WHAT YOU ARE ASKED TO DO: Which lines belong in the answer? Exactly those from the line containing "Where can you see the palm" through the last line of the records below, repeated as written.
========
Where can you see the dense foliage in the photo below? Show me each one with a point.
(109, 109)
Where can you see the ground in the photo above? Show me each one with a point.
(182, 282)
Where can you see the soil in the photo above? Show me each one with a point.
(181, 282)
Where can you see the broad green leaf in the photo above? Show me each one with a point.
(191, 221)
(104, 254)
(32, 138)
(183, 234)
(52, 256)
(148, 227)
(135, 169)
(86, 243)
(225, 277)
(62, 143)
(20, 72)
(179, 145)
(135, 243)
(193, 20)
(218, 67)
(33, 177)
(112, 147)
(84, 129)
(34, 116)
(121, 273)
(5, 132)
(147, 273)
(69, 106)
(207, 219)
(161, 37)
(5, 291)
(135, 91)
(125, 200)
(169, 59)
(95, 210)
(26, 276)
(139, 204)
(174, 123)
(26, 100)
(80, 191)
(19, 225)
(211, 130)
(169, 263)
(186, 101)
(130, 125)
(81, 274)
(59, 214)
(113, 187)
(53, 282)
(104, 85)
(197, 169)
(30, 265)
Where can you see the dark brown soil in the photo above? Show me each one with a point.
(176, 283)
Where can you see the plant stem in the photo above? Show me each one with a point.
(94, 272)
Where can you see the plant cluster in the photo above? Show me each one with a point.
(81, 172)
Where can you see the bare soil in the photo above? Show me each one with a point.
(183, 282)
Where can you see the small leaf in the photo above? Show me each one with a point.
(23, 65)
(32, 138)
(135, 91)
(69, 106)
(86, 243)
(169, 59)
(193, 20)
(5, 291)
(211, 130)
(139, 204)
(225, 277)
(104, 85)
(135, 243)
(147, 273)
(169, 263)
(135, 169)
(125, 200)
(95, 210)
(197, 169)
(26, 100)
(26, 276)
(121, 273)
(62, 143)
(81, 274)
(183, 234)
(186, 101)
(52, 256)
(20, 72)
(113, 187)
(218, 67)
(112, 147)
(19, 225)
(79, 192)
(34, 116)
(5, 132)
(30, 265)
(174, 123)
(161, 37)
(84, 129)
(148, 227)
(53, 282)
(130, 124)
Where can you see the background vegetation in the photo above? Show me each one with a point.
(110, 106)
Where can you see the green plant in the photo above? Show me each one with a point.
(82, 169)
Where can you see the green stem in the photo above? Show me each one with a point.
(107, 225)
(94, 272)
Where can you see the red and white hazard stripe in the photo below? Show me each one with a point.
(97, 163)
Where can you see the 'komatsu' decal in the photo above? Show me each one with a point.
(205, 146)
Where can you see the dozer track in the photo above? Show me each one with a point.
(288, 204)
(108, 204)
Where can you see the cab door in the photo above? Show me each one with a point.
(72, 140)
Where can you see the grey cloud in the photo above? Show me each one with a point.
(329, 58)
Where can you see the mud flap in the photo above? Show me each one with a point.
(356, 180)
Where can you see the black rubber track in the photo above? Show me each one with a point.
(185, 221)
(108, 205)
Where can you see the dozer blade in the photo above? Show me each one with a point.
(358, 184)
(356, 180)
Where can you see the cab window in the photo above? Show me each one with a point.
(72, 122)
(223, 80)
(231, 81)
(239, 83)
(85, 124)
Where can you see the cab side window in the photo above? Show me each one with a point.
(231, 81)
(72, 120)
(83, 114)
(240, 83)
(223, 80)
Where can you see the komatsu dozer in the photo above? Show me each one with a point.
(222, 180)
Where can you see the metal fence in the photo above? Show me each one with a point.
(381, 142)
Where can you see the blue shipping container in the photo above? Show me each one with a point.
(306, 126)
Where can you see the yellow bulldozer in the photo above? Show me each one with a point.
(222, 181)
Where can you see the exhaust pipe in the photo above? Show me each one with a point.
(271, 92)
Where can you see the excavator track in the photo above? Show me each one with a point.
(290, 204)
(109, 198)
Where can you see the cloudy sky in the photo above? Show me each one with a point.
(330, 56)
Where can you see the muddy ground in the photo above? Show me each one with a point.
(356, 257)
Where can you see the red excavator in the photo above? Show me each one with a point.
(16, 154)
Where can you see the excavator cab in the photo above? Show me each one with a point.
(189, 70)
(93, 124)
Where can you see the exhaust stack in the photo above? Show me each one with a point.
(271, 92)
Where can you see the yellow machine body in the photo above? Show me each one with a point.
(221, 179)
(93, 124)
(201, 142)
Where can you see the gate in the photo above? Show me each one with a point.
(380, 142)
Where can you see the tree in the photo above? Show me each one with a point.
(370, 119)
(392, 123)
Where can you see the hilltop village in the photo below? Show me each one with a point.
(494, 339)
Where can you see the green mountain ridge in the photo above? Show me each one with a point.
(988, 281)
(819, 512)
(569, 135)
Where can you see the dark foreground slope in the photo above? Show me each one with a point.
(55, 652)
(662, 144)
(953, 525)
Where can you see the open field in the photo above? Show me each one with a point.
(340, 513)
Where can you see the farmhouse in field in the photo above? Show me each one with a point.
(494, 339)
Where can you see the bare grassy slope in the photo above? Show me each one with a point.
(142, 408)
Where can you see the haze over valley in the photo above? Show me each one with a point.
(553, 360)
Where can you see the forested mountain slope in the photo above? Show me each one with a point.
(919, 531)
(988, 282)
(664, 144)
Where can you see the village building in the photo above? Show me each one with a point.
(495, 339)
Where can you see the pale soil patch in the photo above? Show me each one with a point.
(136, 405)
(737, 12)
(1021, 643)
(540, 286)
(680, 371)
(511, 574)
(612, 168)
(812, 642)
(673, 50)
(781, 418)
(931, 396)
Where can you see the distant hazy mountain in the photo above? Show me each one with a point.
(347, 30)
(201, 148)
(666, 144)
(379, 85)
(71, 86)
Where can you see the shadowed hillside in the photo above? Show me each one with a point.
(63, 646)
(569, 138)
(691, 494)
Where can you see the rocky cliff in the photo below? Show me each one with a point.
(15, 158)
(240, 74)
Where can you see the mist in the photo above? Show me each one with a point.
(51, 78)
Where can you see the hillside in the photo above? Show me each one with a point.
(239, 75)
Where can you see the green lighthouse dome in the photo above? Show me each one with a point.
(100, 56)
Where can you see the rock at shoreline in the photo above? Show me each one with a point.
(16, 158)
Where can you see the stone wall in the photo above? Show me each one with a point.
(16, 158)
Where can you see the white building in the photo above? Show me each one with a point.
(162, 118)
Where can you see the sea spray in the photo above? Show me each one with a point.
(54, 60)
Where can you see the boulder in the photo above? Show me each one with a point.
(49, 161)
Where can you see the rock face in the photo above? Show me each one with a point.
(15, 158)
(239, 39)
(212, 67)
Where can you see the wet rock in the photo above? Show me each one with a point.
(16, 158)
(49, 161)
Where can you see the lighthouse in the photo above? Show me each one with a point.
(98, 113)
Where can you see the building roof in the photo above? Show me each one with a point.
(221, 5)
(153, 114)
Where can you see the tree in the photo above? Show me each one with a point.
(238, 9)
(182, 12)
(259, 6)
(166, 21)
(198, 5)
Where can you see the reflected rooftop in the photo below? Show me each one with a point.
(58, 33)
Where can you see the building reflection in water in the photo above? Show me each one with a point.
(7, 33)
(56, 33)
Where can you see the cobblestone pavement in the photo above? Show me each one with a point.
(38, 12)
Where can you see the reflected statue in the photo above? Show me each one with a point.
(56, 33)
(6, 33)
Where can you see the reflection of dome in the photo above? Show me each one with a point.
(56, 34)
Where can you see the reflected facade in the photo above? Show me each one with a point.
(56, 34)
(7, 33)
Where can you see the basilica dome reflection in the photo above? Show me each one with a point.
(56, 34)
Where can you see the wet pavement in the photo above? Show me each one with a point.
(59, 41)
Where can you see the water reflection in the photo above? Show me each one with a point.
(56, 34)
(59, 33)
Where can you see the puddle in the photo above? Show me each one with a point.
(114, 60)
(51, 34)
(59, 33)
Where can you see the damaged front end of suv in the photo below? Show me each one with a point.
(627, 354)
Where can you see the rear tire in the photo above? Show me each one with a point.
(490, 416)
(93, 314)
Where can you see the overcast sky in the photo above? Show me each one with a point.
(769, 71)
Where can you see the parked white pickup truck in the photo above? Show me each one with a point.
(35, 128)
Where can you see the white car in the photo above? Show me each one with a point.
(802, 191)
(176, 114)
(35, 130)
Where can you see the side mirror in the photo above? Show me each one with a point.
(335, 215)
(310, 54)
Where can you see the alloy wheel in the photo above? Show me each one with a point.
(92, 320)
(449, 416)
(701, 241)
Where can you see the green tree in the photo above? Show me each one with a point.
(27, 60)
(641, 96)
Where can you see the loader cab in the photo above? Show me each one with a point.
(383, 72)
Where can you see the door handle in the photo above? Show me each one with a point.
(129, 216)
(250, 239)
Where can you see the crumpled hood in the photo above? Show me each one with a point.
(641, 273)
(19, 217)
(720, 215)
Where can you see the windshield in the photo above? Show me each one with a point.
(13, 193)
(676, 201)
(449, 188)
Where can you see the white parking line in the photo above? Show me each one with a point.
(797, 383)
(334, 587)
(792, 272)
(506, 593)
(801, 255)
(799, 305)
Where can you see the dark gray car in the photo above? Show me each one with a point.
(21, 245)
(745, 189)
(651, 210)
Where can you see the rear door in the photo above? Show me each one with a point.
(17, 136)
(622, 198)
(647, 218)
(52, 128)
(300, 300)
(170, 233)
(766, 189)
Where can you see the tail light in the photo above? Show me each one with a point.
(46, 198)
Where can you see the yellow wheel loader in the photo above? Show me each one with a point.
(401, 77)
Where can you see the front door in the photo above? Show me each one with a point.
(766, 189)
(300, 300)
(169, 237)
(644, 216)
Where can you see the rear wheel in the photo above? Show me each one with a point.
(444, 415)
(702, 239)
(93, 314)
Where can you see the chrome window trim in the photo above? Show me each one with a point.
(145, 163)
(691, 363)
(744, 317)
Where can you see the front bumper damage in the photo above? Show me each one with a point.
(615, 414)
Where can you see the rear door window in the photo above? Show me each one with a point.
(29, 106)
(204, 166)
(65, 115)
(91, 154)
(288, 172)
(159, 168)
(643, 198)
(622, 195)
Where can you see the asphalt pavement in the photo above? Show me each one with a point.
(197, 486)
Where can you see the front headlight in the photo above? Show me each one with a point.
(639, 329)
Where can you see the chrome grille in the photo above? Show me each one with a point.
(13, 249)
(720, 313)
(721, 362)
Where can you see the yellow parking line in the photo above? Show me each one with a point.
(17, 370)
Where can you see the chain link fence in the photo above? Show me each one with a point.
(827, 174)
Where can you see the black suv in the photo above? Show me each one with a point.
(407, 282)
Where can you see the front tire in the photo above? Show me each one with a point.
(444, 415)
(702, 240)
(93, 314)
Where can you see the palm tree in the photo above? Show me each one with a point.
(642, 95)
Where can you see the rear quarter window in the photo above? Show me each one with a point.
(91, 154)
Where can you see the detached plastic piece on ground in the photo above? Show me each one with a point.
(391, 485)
========
WORKED SOLUTION:
Where can you see the palm tree in the photo above? Show me each one with a point.
(642, 95)
Where can you see the rear quarter window in the photo above? Show me each one with a point.
(91, 154)
Where can you see the detached plastic piece on ground in the photo above? Show me each one with a point.
(391, 485)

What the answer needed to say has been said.